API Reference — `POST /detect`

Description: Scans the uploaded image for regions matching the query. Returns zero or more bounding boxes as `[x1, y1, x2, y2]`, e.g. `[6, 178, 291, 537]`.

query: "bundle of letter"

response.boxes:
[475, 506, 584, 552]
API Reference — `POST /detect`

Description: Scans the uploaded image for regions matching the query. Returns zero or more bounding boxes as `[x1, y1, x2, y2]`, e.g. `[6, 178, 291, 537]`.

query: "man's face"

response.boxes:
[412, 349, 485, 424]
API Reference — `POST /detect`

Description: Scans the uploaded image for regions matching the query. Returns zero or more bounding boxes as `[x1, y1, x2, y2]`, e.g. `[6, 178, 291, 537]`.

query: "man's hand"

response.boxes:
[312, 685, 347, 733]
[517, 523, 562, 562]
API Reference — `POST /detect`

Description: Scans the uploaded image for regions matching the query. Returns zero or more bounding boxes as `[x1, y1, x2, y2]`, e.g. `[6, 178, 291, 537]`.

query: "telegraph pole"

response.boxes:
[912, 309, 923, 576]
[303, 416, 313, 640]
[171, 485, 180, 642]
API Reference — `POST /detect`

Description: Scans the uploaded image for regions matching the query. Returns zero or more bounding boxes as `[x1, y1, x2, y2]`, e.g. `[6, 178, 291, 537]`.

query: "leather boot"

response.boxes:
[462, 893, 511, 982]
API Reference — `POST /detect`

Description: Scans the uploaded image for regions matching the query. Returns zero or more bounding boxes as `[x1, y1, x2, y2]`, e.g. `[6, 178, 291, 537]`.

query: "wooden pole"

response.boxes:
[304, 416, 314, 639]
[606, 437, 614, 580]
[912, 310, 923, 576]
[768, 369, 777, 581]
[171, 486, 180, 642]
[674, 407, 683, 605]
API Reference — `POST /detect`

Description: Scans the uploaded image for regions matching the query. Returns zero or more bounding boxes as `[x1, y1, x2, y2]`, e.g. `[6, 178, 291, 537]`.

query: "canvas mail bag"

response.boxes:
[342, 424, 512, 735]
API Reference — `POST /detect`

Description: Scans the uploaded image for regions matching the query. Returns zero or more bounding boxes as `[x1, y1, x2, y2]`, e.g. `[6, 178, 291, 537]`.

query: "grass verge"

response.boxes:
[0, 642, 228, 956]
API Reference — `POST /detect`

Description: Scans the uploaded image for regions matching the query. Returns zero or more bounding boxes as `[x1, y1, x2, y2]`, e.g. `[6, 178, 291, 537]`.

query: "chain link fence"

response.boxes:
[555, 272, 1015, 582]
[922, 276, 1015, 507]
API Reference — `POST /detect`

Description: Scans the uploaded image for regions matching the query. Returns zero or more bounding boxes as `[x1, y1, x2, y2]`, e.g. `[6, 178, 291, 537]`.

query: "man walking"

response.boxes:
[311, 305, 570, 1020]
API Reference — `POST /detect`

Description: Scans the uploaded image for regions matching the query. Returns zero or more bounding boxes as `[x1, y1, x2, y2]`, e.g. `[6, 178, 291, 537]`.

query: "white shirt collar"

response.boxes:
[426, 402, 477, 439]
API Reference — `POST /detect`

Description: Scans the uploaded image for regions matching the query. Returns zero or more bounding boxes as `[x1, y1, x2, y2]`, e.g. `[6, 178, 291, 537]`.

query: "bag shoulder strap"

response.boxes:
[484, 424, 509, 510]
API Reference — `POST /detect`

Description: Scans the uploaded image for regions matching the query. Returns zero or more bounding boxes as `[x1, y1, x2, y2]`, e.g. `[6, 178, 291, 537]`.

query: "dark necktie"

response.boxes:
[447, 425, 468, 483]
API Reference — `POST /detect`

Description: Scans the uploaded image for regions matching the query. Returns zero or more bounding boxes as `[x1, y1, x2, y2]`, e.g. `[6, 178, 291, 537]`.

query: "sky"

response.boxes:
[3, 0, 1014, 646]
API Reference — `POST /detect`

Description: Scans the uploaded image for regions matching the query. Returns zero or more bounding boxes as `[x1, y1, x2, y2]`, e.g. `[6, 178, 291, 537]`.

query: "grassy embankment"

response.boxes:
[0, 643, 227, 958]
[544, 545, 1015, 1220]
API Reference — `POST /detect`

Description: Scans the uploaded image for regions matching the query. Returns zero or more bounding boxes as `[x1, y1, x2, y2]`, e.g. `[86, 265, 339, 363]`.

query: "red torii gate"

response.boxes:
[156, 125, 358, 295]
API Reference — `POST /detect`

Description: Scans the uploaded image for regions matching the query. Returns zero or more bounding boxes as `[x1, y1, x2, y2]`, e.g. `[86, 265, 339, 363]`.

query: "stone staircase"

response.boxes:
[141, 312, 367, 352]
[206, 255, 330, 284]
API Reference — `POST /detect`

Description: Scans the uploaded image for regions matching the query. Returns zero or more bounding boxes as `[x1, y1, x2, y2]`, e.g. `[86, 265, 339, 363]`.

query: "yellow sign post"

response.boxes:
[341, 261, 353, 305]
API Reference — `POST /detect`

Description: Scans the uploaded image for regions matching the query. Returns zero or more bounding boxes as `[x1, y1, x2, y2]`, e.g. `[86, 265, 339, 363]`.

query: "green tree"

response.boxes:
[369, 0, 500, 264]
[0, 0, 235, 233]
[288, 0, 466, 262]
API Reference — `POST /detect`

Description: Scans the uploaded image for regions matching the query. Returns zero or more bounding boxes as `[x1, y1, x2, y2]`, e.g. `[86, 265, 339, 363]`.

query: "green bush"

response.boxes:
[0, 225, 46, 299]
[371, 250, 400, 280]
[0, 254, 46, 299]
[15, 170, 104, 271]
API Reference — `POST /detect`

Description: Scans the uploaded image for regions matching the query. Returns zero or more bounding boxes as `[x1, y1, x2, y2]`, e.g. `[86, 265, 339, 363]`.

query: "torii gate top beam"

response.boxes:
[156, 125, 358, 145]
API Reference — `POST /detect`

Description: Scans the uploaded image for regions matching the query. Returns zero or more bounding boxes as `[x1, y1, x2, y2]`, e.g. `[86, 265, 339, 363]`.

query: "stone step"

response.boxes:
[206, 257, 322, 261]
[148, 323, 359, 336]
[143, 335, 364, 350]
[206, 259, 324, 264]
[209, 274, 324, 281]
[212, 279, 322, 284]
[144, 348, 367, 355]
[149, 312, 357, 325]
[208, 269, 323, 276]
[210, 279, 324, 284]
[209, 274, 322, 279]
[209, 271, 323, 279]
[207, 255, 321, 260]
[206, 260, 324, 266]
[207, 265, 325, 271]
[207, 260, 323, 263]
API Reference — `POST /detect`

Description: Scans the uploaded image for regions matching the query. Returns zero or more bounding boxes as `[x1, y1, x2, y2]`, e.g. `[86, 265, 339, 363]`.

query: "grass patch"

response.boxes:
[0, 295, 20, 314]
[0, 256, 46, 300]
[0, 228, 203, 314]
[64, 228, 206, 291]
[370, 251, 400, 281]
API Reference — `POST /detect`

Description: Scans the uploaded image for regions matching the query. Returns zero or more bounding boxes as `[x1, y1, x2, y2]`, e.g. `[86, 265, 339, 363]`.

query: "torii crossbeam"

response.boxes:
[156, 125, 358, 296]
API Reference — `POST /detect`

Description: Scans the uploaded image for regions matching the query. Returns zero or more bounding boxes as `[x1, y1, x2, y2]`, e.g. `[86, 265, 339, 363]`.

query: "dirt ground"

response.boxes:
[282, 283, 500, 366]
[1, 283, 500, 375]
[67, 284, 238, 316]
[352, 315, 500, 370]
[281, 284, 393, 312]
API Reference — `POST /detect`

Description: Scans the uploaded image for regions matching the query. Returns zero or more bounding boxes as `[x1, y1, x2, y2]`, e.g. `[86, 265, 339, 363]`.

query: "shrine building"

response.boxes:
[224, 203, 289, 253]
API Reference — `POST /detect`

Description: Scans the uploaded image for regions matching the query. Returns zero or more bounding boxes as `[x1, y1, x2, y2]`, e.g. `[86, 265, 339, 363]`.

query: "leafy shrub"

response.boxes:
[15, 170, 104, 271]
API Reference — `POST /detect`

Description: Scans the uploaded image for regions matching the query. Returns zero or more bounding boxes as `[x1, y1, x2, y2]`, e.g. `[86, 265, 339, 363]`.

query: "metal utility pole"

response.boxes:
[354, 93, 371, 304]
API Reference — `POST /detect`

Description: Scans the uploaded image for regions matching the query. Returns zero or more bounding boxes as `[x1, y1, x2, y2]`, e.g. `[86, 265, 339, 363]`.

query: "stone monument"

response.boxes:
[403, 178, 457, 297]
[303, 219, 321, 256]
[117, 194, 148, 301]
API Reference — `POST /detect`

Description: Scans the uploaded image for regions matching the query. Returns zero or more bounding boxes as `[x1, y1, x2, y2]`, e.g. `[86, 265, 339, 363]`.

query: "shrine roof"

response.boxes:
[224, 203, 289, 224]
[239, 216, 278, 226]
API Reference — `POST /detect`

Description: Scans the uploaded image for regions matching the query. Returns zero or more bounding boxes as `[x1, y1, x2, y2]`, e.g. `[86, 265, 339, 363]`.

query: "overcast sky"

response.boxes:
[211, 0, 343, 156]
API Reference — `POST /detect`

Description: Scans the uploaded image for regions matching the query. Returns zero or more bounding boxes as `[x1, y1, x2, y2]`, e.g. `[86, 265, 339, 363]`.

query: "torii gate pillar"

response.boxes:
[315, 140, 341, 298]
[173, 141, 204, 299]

..........

▸ **TASK OBJECTIVE**: Within the records, how many lines include "gate"? The answer is the number and nothing else.

▸ **RESULT BELOW**: 3